Dataset records =>
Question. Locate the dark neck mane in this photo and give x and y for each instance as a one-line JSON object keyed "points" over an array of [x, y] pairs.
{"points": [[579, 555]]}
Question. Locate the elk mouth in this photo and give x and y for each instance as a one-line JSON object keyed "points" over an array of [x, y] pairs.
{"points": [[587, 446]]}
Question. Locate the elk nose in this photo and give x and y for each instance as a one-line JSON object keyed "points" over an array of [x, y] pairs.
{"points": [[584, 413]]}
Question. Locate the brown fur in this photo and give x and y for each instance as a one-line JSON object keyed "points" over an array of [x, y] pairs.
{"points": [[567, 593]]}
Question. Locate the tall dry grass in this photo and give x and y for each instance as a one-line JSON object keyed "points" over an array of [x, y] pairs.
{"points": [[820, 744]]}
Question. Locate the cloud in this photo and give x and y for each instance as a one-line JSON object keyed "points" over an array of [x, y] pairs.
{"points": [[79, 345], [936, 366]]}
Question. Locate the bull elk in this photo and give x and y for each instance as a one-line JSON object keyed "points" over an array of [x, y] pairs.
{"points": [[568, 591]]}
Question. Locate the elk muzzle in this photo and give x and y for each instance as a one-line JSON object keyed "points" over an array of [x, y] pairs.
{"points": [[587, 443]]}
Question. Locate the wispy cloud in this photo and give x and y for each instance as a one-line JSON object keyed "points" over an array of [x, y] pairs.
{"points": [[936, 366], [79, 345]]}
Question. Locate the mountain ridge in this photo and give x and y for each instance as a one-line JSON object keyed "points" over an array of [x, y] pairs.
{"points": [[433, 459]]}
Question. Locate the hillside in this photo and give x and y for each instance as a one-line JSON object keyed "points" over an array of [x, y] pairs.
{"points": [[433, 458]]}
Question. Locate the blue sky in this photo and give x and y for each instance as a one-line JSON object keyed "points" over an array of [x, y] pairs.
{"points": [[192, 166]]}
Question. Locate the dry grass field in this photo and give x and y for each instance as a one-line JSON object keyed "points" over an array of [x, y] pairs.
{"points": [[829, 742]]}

Task to carry out => All of the material must be given again without any change.

Expected answer =>
Question. Locate the dark neck mane in this photo and give x and y for each instance as a one-line JSON object keyed "points" over an array of [x, y] pairs.
{"points": [[579, 555]]}
Question. Locate the elk mouth in this photo and give x and y for each instance as a one-line JSON object keyed "points" over an array of [x, y] pairs.
{"points": [[587, 446]]}
Question. Locate the elk nose in this photo and give x and y for each instance as a one-line JSON object keyed "points" over an array of [x, y] pairs.
{"points": [[584, 413]]}
Question. Locate the brown fur in this photo and give x and y for each instance as a one-line JSON object keyed "points" over an array of [x, y] pairs.
{"points": [[567, 593]]}
Question. Locate the tall dry grass in this photo and give x and y for each instance as a one-line JSON object keyed "points" over an array of [x, y] pairs.
{"points": [[820, 744]]}
Question. Locate the cloud in this photo and give x and y for each instance as a one-line JSON object keyed "points" over an array of [x, y] pairs.
{"points": [[79, 345], [936, 366]]}
Question. Locate the bull elk in this photo and give x and y for each instance as a one-line JSON object keyed "points" over an array of [x, y] pairs.
{"points": [[568, 591]]}
Question. Locate the elk muzzle in this photo and give x and y for each instance as a one-line JSON object keyed "points" over an array of [x, y] pairs.
{"points": [[587, 443]]}
Question. Locate the wispy cloud in this photo and give x and y for each instance as a one-line JSON object keyed "points" over an array of [x, y] pairs.
{"points": [[936, 366], [79, 345]]}
Question. Locate the mountain ridge in this photo and give x and y for each instance as a one-line JSON object keyed "points" over an array of [x, y] pairs.
{"points": [[433, 459]]}
Question. Locate the hillside in this photo and give x and y for each instance as a one-line JSON object keyed "points" over an array of [x, y] pairs.
{"points": [[433, 458]]}
Question. Locate the blue sky in this photo and give x and y for each instance as a one-line JSON object keyed "points" over an array of [x, y] pairs.
{"points": [[192, 166]]}
Question. Locate the dry grass field in this photo and give x and y for each instance as a one-line JSON object keyed "points" over an array of [x, y] pairs.
{"points": [[829, 742]]}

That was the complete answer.